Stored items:
──────────

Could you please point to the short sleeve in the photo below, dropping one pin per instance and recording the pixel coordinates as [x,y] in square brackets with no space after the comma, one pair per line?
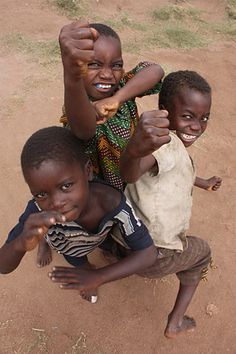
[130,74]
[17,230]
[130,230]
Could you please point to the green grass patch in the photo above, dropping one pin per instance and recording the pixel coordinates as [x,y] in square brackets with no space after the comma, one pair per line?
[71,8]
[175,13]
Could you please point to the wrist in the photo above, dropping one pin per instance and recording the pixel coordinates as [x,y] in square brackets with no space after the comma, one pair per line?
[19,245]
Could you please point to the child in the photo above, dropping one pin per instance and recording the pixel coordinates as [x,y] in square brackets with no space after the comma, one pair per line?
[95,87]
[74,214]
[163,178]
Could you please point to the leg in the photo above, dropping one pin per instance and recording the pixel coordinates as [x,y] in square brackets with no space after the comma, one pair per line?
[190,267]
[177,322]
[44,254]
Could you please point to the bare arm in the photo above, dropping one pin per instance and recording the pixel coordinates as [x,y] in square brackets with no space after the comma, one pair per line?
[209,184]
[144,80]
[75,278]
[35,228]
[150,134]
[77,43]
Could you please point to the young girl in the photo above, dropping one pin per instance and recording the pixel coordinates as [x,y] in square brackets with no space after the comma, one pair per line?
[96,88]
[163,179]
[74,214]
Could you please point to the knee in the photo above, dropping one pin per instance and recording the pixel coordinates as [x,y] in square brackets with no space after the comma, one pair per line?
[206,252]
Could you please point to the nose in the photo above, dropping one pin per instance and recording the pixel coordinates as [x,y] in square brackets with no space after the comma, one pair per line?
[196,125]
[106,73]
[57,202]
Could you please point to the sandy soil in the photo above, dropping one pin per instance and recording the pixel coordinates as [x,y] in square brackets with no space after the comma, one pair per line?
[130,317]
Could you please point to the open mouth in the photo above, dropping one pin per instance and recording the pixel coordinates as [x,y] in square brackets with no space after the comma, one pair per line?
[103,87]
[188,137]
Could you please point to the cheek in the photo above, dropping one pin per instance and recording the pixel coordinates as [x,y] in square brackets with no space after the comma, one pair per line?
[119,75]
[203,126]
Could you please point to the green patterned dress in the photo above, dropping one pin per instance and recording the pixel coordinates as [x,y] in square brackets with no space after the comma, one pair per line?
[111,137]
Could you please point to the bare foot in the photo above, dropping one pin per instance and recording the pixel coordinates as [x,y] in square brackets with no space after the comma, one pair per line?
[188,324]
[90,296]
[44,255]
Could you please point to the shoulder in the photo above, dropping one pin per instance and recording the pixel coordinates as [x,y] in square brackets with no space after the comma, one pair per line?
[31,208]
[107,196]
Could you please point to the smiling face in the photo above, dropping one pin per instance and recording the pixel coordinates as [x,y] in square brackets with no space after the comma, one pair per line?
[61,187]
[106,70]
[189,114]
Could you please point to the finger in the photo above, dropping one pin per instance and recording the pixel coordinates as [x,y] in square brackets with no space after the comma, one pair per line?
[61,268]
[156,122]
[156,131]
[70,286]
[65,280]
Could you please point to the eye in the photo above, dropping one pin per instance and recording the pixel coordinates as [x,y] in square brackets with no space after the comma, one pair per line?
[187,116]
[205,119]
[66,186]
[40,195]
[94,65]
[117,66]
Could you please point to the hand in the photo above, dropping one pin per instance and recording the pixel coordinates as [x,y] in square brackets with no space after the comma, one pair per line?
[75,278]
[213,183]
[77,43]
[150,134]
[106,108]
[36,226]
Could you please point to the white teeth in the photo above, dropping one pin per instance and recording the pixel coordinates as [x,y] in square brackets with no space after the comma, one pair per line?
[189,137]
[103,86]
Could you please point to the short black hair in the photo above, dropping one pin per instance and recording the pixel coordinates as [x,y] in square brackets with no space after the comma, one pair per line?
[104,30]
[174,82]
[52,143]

──────────

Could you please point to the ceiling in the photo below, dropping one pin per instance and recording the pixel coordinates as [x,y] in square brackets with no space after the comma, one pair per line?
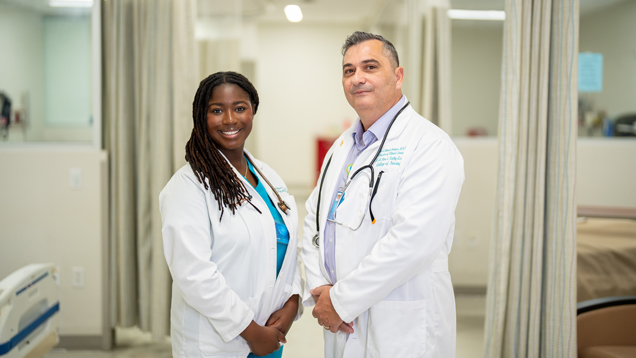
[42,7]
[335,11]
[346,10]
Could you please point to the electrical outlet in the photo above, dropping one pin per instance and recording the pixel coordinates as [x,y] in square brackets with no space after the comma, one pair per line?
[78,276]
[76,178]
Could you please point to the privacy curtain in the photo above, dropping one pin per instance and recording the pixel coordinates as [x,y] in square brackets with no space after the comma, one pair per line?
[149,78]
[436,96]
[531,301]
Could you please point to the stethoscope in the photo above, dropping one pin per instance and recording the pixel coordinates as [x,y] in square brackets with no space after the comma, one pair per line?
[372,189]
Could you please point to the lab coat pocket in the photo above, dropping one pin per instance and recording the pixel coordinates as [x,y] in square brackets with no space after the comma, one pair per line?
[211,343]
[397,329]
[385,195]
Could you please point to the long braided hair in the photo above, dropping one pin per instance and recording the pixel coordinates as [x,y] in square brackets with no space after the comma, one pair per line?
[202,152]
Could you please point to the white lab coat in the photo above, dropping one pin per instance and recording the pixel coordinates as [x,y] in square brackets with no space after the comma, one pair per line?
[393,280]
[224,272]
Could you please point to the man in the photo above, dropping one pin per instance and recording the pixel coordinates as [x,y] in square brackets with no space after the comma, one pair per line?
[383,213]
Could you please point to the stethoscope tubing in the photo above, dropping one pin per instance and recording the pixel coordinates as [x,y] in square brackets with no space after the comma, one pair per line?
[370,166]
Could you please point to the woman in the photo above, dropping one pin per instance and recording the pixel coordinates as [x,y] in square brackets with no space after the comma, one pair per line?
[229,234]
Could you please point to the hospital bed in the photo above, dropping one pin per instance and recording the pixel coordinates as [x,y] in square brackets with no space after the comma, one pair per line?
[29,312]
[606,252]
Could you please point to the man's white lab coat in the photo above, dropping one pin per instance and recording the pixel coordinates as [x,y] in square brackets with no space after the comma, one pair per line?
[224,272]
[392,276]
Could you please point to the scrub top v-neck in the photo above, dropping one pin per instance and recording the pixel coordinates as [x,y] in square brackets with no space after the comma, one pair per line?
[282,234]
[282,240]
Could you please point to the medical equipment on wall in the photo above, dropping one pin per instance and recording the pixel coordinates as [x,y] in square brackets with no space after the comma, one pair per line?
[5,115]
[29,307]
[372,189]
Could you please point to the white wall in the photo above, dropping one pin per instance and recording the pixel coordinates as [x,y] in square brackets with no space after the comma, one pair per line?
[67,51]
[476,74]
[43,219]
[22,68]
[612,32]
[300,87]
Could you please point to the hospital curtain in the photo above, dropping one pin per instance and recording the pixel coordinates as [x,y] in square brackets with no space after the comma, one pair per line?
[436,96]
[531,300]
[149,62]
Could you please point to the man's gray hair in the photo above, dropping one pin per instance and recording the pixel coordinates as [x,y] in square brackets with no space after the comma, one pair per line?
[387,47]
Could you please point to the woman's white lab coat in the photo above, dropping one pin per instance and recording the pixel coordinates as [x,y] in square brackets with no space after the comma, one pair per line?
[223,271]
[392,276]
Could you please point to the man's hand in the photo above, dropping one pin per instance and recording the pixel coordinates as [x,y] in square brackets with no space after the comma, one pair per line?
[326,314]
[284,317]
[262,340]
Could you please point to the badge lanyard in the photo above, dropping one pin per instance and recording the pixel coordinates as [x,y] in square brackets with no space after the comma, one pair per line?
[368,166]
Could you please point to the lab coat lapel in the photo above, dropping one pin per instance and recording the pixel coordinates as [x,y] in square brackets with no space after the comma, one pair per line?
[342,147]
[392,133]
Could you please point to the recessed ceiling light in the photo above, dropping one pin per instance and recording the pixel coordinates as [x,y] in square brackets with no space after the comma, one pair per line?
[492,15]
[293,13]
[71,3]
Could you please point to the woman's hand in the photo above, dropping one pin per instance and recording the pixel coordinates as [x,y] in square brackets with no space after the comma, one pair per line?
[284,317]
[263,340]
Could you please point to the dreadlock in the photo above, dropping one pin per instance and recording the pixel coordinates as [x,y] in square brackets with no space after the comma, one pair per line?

──────────

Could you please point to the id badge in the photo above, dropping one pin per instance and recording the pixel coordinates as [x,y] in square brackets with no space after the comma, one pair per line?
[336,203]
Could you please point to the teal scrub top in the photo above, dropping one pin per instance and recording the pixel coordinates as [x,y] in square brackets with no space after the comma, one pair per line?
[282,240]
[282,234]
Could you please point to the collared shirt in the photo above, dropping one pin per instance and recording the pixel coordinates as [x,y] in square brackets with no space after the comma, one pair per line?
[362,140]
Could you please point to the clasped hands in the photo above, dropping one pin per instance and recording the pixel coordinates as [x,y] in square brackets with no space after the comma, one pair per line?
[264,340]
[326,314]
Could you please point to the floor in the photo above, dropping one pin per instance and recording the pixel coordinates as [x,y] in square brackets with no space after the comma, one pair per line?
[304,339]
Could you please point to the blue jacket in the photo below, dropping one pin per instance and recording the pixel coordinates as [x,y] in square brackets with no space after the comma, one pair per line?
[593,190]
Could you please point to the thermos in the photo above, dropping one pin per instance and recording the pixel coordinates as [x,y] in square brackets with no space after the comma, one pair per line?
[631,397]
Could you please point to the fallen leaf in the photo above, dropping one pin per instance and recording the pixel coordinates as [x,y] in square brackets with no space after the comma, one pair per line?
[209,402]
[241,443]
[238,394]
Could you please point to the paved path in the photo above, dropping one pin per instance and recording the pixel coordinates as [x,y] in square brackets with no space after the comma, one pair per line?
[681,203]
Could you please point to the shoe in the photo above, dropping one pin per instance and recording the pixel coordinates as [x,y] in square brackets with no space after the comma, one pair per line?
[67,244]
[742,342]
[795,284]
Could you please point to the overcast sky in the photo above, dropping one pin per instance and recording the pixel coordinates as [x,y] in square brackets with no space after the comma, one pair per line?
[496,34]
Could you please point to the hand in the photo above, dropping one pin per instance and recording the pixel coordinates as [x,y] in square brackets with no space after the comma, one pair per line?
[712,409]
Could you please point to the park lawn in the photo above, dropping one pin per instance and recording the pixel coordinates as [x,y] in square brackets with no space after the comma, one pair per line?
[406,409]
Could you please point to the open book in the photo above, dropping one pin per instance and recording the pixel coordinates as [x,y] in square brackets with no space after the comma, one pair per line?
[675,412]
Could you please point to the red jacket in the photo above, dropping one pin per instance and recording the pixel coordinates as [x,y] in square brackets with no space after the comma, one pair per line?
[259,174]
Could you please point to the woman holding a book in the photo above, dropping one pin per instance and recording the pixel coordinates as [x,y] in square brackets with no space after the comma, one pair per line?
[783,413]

──────────

## REQUIRED WORK
Collect every line in the rows above that contains the word "badge", and list each one in full.

## WORKED SOLUTION
Could you please point to the badge lanyard in the photo above, dropping one pin per instance and recording the pixel coordinates as [x,y] in square brackets with no space after the comma, one pair per line?
Could you please point to the id badge in the photo above, dropping one pin per instance and recording the pixel coordinates as [x,y] in square brackets with no space after the comma, one pair per line?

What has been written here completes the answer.